***** Data shown
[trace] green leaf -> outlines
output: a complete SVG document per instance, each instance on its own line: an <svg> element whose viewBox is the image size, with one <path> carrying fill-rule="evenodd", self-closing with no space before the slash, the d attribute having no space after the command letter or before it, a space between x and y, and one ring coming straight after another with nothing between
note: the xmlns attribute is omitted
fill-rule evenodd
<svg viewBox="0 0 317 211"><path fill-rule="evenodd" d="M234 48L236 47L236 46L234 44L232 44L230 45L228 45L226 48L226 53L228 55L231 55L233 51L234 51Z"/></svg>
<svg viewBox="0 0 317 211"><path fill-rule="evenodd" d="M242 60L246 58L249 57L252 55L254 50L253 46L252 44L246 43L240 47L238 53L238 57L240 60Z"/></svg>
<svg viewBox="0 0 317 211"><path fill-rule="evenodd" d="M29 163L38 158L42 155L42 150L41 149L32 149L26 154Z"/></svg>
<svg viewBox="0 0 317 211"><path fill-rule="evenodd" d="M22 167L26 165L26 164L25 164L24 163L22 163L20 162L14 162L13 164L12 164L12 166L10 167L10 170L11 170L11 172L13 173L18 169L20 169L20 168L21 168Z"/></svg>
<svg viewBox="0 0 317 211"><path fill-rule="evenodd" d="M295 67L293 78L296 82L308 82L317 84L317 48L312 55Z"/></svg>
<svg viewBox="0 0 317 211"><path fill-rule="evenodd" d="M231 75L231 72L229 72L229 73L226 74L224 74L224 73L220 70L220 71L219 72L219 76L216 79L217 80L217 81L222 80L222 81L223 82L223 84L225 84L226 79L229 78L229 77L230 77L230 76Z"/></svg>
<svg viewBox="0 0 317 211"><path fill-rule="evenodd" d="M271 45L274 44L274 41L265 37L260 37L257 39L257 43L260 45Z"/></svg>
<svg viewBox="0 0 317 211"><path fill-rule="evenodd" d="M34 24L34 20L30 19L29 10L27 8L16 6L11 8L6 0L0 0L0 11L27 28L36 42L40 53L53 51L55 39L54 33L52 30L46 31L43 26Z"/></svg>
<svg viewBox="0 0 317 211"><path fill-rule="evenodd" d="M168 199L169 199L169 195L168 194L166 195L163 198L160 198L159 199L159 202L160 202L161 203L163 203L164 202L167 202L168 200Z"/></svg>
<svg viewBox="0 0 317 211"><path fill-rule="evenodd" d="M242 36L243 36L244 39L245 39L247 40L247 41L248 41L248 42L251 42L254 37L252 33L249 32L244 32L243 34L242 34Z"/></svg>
**********
***** Data shown
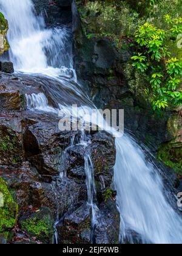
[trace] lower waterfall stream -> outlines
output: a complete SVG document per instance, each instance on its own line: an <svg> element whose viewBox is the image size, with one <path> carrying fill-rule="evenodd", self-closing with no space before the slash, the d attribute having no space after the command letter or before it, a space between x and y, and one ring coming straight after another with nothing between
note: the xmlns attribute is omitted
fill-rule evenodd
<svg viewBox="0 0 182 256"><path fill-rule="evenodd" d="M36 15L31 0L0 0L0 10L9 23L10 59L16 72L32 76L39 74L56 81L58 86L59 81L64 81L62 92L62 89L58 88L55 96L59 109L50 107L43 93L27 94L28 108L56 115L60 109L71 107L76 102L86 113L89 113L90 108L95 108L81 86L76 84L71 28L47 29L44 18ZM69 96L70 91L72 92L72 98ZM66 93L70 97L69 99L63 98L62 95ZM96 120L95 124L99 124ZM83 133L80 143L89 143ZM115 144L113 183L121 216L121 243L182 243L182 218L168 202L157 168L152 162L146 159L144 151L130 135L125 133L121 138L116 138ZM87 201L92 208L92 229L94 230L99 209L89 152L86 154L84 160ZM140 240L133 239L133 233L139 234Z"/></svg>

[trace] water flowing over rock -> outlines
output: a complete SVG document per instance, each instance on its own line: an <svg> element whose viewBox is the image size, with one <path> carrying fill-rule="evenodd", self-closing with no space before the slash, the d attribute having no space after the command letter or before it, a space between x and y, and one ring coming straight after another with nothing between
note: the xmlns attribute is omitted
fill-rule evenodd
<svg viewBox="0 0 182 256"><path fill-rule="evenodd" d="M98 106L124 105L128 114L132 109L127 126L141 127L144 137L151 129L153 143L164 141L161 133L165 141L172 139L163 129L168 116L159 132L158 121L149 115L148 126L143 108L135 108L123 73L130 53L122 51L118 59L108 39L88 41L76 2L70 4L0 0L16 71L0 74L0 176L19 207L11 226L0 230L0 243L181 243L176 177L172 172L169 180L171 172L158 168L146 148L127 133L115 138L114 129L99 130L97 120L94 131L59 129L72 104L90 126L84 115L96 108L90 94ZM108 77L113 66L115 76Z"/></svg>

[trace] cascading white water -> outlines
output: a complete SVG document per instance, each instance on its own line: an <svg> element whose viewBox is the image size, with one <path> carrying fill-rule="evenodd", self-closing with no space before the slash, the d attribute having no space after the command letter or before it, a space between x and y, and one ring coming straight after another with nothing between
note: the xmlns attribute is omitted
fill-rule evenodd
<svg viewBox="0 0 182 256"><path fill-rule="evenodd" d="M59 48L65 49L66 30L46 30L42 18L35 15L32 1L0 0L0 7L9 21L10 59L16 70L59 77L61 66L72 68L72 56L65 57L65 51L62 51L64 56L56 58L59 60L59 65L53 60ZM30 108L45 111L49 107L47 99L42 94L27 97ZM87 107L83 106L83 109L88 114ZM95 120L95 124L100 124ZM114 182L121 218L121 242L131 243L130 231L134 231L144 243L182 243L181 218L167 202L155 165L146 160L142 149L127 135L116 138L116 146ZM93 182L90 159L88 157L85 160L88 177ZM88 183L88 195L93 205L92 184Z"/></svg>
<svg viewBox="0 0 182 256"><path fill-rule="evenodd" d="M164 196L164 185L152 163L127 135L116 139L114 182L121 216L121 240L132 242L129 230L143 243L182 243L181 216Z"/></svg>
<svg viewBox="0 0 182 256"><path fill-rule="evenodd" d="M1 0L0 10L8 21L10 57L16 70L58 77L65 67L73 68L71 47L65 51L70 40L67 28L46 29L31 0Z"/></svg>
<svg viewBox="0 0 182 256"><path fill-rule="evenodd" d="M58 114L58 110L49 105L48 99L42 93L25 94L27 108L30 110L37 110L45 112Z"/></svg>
**********
▸ **Objective**: Convert the records into a JSON list of strings, with one string per line and blank lines omitted, starting with the line that contains "[trace] green leaf -> outlines" and going on through the line that contains "75L231 72L229 72L229", both lines included.

▸ **Answer to the problem**:
[
  "[trace] green leaf -> outlines",
  "output: a complete SVG document per instance, each instance on its own line: an <svg> element whose viewBox is the image size, with one <path> carrying fill-rule=\"evenodd\", self-closing with no space before the slash, the d attribute having no space after the command letter or before it, a space between x and y, and one ring coming straight after another with nothing between",
  "note: the xmlns attribute is omitted",
  "fill-rule evenodd",
  "<svg viewBox=\"0 0 317 211\"><path fill-rule=\"evenodd\" d=\"M234 48L236 47L236 46L234 44L232 44L230 45L228 45L226 48L226 53L228 55L231 55L233 51L234 51Z\"/></svg>",
  "<svg viewBox=\"0 0 317 211\"><path fill-rule=\"evenodd\" d=\"M242 60L246 58L249 57L252 55L254 50L253 46L252 44L246 43L240 47L238 53L238 57L240 60Z\"/></svg>",
  "<svg viewBox=\"0 0 317 211\"><path fill-rule=\"evenodd\" d=\"M29 163L38 158L42 155L42 150L41 149L32 149L26 154Z\"/></svg>",
  "<svg viewBox=\"0 0 317 211\"><path fill-rule=\"evenodd\" d=\"M22 167L26 165L26 164L25 164L24 163L22 163L20 162L14 162L13 164L12 164L12 166L10 167L10 170L11 170L11 172L13 173L18 169L20 169L20 168L21 168Z\"/></svg>",
  "<svg viewBox=\"0 0 317 211\"><path fill-rule=\"evenodd\" d=\"M295 67L293 78L296 82L308 82L317 84L317 48L312 55Z\"/></svg>",
  "<svg viewBox=\"0 0 317 211\"><path fill-rule=\"evenodd\" d=\"M231 75L231 72L229 72L229 73L226 74L224 74L224 73L220 70L220 71L219 72L219 76L216 79L217 80L217 81L222 80L222 81L223 82L223 84L225 84L226 79L229 78L229 77L230 77L230 76Z\"/></svg>"
]